═════ Supplied text

Uncoupling Splicing From Transcription Using Antisense Oligonucleotides Reveals a Dual Role for I Exon Donor Splice Sites in Antibody Class Switching

L’équipe Régulation post-transcriptionnelle de l’expression des immunoglobulines dirigée par Laurent Delpy vient de publier un article dans la revue Frontiers in Immunolgy :

Uncoupling Splicing From Transcription Using Antisense Oligonucleotides Reveals a Dual Role for I Exon Donor Splice Sites in Antibody Class Switching

 

Anne Marchalot1, Mohamad Omar Ashi1, Jean-Marie Lambert1, Claire Carrion1, Sandrine Lecardeur1, Nivine Srour1,2, Laurent Delpy1,*,‡ and Soazig Le Pennec1,*,‡

 

  • 1Unité Mixte de Recherche CNRS 7276, INSERM 1262, Université de Limoges, Limoges, France
  • 2Segal Cancer Center, Lady Davis Institute for Medical Research and Departments of Oncology and Medicine, McGill University, Montréal, QC, Canada
Front. Immunol., 08 May 2020 | https://doi.org/10.3389/fimmu.2020.00780

 

Class switch recombination (CSR) changes antibody isotype by replacing Cμ constant exons with different constant exons located downstream on the immunoglobulin heavy (IgH) locus. During CSR, transcription through specific switch (S) regions and processing of non-coding germline transcripts (GLTs) are essential for the targeting of activation-induced cytidine deaminase (AID). While CSR to IgG1 is abolished in mice lacking an Iγ1 exon donor splice site (dss), many questions remain regarding the importance of I exon dss recognition in CSR. To further clarify the role of I exon dss in CSR, we first evaluated RNA polymerase II (RNA pol II) loading and chromatin accessibility in S regions after activation of mouse B cells lacking Iγ1 dss. We found that deletion of Iγ1 dss markedly reduced RNA pol II pausing and active chromatin marks in the Sγ1 region. We then challenged the post-transcriptional function of I exon dss in CSR by using antisense oligonucleotides (ASOs) masking I exon dss on GLTs. Treatment of stimulated B cells with an ASO targeting Iγ1 dss, in the acceptor Sγ1 region, or Iμ dss, in the donor Sμ region, did not decrease germline transcription but strongly inhibited constitutive splicing and CSR to IgG1. Supporting a global effect on CSR, we also observed that the targeting of Iμ dss reduced CSR to IgG3 and, to a lesser extent, IgG2b isotypes. Altogether, this study reveals that the recognition of I exon dss first supports RNA pol II pausing and the opening of chromatin in targeted S regions and that GLT splicing events using constitutive I exon dss appear mandatory for the later steps of CSR, most likely by guiding AID to S regions.

══════════

Condense the paragraph of the class switching text that begins "Class switch recombination (CSR) changes" into a short bulleted list that keeps its main facts. The material that comes next is drawn from a different source.

═════ Supplied records

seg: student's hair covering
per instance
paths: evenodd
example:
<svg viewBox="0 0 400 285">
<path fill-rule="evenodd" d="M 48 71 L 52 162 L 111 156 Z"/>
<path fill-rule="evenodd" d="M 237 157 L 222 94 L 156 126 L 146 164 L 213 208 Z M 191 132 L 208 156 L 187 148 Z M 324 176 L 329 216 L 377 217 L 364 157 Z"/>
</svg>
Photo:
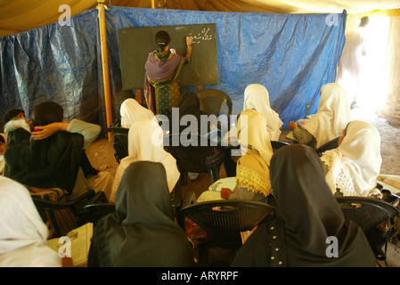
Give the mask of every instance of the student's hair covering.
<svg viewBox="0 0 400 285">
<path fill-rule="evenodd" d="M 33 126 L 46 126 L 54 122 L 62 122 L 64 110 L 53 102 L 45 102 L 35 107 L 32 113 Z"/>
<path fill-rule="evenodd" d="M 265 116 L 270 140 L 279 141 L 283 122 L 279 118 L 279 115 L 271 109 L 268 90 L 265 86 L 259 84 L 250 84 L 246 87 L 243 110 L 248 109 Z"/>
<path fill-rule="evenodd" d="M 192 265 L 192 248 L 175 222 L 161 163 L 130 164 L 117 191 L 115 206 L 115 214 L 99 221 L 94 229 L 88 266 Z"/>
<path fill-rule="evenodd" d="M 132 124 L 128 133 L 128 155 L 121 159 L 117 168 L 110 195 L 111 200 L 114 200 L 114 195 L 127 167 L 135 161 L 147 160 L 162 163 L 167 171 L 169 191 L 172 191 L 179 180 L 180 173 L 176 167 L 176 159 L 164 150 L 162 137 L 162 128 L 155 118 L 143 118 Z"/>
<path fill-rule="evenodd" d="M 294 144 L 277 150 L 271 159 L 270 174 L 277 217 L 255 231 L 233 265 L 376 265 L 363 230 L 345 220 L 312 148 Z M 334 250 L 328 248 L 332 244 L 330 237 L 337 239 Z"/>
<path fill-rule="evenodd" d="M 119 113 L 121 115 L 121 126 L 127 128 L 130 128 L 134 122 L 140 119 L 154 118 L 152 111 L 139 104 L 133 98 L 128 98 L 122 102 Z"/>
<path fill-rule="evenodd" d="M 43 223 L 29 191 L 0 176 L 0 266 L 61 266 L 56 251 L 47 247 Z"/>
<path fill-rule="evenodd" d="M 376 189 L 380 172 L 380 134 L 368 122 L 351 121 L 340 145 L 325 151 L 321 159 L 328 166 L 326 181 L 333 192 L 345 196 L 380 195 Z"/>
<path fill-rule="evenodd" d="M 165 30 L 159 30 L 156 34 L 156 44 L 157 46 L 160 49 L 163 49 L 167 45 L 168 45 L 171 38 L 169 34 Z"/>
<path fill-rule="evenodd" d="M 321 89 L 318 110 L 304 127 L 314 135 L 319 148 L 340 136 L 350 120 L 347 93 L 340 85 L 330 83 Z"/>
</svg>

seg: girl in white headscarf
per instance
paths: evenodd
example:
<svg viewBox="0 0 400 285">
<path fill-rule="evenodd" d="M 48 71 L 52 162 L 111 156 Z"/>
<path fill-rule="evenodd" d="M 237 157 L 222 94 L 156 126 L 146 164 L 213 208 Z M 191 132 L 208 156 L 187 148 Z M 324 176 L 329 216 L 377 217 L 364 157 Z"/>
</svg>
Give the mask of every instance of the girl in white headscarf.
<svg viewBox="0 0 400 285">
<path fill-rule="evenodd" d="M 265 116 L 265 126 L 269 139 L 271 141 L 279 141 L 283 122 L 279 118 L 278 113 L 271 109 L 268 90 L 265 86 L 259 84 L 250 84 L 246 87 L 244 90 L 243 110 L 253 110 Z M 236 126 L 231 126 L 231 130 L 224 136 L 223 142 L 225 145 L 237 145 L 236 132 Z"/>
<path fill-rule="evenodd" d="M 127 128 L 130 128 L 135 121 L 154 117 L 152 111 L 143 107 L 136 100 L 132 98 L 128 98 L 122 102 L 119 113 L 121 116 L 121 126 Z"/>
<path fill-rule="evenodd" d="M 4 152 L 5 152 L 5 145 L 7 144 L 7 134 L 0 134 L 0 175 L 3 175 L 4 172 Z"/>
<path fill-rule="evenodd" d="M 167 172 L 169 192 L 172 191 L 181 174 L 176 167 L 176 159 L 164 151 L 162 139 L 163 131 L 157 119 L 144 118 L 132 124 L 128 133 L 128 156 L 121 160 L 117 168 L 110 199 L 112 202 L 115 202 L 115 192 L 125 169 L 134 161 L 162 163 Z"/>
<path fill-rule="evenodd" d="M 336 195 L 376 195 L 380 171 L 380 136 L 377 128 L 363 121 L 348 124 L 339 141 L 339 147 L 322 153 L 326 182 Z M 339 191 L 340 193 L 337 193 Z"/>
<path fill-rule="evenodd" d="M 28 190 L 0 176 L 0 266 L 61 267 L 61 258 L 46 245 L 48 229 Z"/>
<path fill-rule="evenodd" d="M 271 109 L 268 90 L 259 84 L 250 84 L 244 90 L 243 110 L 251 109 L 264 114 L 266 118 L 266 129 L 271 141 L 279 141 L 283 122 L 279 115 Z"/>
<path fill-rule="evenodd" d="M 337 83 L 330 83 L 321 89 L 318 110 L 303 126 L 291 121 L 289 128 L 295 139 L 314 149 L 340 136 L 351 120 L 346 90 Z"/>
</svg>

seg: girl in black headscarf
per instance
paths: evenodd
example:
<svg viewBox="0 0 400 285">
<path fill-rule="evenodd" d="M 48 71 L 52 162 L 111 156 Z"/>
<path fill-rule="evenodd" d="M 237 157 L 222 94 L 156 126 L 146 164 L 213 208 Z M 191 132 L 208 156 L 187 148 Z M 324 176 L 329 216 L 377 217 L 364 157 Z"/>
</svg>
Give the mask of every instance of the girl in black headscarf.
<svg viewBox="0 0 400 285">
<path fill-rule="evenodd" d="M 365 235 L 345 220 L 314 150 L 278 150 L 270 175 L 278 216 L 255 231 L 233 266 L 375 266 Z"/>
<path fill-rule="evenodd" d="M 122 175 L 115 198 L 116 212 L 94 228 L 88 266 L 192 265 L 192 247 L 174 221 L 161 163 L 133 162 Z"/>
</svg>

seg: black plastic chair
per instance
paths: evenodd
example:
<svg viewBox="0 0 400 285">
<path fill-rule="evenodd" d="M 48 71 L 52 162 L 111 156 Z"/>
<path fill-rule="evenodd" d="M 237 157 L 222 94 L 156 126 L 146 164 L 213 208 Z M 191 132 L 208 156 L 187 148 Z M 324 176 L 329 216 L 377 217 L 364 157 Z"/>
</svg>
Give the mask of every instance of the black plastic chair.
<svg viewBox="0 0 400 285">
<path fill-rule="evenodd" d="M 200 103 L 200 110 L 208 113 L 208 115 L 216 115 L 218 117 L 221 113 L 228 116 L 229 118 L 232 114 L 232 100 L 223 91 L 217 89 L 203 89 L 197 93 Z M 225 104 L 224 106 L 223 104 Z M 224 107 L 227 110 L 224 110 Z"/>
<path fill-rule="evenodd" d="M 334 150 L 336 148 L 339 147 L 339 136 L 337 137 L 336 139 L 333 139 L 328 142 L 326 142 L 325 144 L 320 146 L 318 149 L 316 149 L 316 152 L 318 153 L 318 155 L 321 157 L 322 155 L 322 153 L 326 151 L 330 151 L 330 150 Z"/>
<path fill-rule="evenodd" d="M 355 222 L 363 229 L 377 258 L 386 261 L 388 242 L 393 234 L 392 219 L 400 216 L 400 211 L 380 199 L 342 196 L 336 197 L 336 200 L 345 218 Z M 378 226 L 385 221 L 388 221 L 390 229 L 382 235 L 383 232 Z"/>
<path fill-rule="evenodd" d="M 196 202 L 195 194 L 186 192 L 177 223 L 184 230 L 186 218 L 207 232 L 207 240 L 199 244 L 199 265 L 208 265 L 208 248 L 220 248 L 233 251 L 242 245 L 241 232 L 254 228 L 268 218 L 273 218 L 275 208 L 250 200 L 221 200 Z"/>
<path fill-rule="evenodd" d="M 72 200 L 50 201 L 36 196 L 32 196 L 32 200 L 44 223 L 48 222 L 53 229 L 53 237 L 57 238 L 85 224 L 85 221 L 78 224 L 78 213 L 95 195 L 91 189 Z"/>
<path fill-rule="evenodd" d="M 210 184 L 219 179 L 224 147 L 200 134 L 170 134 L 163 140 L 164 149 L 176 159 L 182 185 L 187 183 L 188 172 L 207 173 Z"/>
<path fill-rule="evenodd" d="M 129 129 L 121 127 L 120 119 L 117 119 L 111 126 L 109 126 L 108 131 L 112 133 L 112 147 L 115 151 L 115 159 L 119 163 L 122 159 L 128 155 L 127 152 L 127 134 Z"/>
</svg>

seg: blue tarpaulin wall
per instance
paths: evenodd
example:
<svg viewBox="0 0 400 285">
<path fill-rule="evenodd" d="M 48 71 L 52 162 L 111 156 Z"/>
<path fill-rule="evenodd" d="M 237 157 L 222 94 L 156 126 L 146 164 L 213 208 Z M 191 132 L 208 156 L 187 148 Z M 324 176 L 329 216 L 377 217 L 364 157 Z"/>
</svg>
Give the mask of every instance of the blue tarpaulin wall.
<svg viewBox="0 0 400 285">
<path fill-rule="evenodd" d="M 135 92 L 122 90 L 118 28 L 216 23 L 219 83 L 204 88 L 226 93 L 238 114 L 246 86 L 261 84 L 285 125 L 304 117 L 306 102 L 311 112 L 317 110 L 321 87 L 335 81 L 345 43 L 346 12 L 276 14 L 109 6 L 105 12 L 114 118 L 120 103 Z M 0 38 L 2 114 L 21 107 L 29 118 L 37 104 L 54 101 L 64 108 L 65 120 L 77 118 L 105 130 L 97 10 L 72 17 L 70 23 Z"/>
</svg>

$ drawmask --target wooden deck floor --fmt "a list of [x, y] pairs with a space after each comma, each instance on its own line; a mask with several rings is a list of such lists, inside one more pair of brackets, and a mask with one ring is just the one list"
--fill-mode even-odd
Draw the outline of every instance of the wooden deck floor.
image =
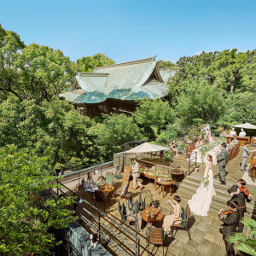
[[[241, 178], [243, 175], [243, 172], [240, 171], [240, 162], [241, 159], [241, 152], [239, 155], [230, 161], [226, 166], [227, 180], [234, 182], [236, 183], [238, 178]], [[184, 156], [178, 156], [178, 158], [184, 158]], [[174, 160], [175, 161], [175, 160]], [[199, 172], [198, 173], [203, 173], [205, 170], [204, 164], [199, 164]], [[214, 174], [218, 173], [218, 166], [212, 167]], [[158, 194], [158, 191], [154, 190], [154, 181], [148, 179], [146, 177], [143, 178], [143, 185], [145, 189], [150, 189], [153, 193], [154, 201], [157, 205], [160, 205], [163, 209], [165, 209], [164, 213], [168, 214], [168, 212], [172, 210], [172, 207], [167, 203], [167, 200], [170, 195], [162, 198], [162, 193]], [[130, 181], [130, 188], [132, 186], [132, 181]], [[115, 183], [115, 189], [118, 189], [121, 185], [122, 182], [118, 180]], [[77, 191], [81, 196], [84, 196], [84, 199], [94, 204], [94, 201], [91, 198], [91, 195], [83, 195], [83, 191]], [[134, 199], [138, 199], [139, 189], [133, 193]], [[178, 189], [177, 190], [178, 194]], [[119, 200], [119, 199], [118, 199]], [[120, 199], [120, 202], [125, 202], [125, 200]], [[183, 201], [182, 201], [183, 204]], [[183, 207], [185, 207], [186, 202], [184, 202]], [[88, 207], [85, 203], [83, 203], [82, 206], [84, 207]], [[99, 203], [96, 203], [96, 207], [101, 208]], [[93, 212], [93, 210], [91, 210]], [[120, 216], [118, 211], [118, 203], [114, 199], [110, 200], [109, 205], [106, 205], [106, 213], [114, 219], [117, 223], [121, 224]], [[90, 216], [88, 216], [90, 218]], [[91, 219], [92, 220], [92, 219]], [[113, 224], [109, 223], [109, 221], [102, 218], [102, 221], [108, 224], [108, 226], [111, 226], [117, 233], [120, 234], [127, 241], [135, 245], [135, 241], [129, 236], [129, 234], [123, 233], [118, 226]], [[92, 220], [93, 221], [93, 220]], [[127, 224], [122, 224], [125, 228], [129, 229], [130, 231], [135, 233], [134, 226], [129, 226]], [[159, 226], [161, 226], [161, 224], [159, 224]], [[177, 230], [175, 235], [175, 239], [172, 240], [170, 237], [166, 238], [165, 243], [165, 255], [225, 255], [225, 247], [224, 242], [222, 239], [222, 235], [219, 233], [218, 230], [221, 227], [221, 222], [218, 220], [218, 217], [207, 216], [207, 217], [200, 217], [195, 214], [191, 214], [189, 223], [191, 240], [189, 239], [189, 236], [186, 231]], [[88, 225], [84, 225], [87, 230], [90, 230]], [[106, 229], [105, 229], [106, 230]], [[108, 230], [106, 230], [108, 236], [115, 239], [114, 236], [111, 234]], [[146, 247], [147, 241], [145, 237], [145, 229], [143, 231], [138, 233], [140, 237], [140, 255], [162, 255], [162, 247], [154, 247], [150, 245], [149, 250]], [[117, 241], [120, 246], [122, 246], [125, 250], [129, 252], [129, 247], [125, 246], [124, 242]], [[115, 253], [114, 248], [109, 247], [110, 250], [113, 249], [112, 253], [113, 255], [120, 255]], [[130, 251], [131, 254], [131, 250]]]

══════════

> _Task solution_:
- Class switch recombination (CSR) changes antibody isotype by replacing Cμ constant exons with downstream constant exons on the IgH locus. Targeting AID requires transcription through switch (S) regions and processing of non-coding germline transcripts (GLTs).
- CSR to IgG1 is abolished in mice lacking the Iγ1 exon donor splice site (dss), but the role of I exon dss recognition in CSR remained unclear.
- In activated mouse B cells lacking Iγ1 dss, RNA pol II pausing and active chromatin marks in the Sγ1 region were markedly reduced.
- Antisense oligonucleotides (ASOs) masking Iγ1 dss or Iμ dss on GLTs did not decrease germline transcription. They did strongly inhibit constitutive splicing and CSR to IgG1.
- Targeting Iμ dss also reduced CSR to IgG3 and, to a lesser extent, IgG2b.
- Conclusion: I exon dss recognition first supports RNA pol II pausing and chromatin opening in targeted S regions. GLT splicing using constitutive I exon dss appears mandatory for the later steps of CSR, most likely by guiding AID to S regions.